Items from a data source:
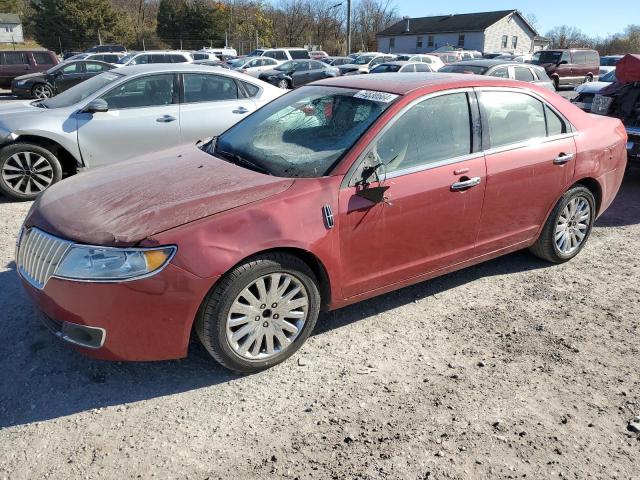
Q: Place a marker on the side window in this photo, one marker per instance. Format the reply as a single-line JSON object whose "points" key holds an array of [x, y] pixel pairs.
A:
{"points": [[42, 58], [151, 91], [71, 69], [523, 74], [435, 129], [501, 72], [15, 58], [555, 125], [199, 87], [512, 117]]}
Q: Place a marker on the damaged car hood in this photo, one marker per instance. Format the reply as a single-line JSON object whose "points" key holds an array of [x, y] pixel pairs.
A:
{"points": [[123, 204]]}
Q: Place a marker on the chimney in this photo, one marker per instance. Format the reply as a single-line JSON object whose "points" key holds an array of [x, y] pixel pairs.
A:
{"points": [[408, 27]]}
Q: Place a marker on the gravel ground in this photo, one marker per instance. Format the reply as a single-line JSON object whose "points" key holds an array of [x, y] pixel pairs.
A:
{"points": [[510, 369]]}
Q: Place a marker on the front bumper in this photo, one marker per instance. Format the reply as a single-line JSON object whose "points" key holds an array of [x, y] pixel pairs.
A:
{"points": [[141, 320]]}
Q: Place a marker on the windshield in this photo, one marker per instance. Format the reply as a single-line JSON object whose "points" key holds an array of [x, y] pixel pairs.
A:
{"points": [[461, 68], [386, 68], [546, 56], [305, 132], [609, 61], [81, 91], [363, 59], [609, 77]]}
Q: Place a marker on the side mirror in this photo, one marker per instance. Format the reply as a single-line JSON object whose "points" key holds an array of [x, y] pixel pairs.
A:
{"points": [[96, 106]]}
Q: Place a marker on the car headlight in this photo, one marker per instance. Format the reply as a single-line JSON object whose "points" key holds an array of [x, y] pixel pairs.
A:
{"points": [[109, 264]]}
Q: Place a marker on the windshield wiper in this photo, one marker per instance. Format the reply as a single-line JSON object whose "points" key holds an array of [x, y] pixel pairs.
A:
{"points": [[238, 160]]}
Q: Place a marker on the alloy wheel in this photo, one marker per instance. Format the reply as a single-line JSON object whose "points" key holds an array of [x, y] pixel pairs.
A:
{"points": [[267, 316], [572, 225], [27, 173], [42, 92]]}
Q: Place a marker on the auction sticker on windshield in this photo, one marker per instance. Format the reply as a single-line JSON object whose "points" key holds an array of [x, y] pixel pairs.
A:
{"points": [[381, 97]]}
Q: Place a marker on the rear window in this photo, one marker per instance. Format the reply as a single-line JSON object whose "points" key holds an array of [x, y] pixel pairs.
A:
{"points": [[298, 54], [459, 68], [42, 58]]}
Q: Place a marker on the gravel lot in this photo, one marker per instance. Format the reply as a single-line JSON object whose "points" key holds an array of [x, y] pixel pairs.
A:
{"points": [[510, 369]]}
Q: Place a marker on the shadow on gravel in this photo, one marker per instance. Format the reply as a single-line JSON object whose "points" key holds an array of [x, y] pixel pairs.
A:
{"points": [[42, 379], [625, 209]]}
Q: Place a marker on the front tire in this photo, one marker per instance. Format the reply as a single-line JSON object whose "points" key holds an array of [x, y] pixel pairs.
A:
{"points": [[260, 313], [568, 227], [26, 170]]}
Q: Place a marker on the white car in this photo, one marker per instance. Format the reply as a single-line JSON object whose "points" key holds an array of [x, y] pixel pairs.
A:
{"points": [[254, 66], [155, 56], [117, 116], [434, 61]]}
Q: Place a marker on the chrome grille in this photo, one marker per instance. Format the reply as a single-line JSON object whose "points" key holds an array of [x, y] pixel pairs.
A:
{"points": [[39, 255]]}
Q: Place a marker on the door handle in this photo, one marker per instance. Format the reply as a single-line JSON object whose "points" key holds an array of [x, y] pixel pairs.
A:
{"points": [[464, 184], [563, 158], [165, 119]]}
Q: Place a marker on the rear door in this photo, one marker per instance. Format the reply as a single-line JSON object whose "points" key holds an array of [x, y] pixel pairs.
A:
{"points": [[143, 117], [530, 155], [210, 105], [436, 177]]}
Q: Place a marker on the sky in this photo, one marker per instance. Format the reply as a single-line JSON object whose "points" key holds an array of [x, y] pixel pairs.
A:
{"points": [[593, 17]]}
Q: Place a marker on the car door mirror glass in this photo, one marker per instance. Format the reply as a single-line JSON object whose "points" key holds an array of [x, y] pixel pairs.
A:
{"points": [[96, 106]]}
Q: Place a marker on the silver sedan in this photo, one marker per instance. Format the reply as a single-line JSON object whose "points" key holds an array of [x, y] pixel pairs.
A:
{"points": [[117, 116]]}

» WHAT YOU WILL DO
Copy out every line of the material above word for word, leaving out the pictures.

» ANSWER FOR THIS EXERCISE
Q: Place a marker on the side window in this photo, one marker per instance. Format the reply as a single-line JSON object whose "points" key holds an array of [x, y] pixel pairs.
A:
{"points": [[42, 58], [151, 91], [71, 69], [523, 74], [435, 129], [501, 72], [15, 58], [555, 125], [199, 87], [512, 117]]}
Q: Place a marker on the damaged car hood in this photo, one marker per instance. Format the reply as a single-line JSON object whose "points" key holds an array of [x, y] pixel pairs.
A:
{"points": [[123, 204]]}
Q: Place a marker on the chimney in this photo, one marker per instance. Format the reply as a single-line JSON object whose "points" key holds an array of [x, y] pixel pairs.
A:
{"points": [[408, 27]]}
Q: Place a marker on the gravel ground in this photo, one marker per instance. Format the reply as a single-line JSON object whose "points" key holds an array of [x, y] pixel pairs.
A:
{"points": [[510, 369]]}
Q: Place a marker on the front bumper in this photo, one marker per instance. Format the reply as a single-line JSON object whose "points" key holds an array of [x, y] pixel pairs.
A:
{"points": [[141, 320]]}
Q: Place a marker on the windshield in this photo, one marker per instance. Format the reply as a single-line JSON object whose "points" key holds an array of [x, y] pixel pairs.
A:
{"points": [[461, 68], [386, 68], [546, 56], [305, 132], [609, 61], [81, 91], [363, 59], [609, 77]]}
Q: Place a marker on the side mirror in this photo, one marker per instance. Format the reply as a single-line JSON object whose "points" key holds an array of [x, y] pixel pairs.
A:
{"points": [[96, 106]]}
Q: Place a marker on the car headlight in this photo, one marker per instance. Format the reply as a single-line JSON object whose "points" key holds an array of [x, y] pixel pairs.
A:
{"points": [[109, 264]]}
Q: Place a marker on the windshield wiper in this photo, one marker per instance. Format the reply as a single-line JSON object whose "points" key holds an array of [x, y] pixel pairs.
A:
{"points": [[238, 160]]}
Q: Place a marker on the alloy wheel in this photo, one marker per instance. Format the reply as a single-line JSON object whose "points" key holds an array of [x, y] pixel pairs.
A:
{"points": [[267, 316], [572, 225], [27, 173], [42, 92]]}
Q: Place a marker on the auction sticker on windshield in this photo, one marker per instance. Format the reply as a single-line JSON object whose "points" key holds an array of [x, y] pixel pairs.
A:
{"points": [[381, 97]]}
Q: Place a marker on the rear window in this photo, one marker per instance. Format the reply as a single-line JSON object whose "points" key holds an array of [x, y] pixel pairs.
A:
{"points": [[298, 54], [459, 68], [42, 58]]}
Q: Place a marker on the gravel lot in this photo, one marker per instance. Format the reply as a single-line JSON object whose "points" key holds an array of [x, y] pixel pairs.
A:
{"points": [[510, 369]]}
Q: Place a marker on the shadow on gravel in this photo, one marker per instance. Format the reply as a single-line JSON object whose "points" key holds an array of [x, y] pixel pairs.
A:
{"points": [[42, 379], [625, 209]]}
Q: Place a marker on the front tire in this photo, one marker per instance. Format the reply as a single-line JSON object whose "points" key holds an array of [x, y] pixel pairs.
A:
{"points": [[260, 313], [568, 227], [26, 170]]}
Q: Place a marker on the white car in this photo, one marker per instance. Format the reply as a single-line JSON object whose "points" key holds an array of [x, y] pixel pairs.
A:
{"points": [[254, 66], [155, 56], [117, 116], [434, 61]]}
Q: Place a marker on the chrome grille in this photo, one marker per instance. Format the reply as a single-line JSON object whose "points" key holds an array of [x, y] pixel pairs.
A:
{"points": [[39, 255]]}
Q: Place a marker on the door handle in this photo, one marker per instance. Format the reply as a single-line JSON object whose "points" key holds an array of [x, y] pixel pairs.
A:
{"points": [[464, 184], [563, 158], [165, 119]]}
Q: Place a marker on the rear door in this photo, one marker per instance. Format the reply as a single-line JSON object whose "points" key holds an array of [x, y] pixel pairs.
A:
{"points": [[143, 117], [530, 155], [210, 105], [436, 177]]}
Q: Place a marker on the sky in this photo, one marker per instance. Format the reply as a single-line JSON object whose "points" key holds an array of [x, y] pixel pairs.
A:
{"points": [[593, 17]]}
Q: Place a marker on the car door mirror glass in this photo, one marker per instance. Format the reply as a single-line JSON object whose "points" key holds an array of [x, y] pixel pairs.
A:
{"points": [[96, 106]]}
Q: Place a marker on the silver sedan in this photo, one marker per instance. Format the reply as a single-line JSON object whose "points" key holds an array of [x, y] pixel pairs.
A:
{"points": [[117, 116]]}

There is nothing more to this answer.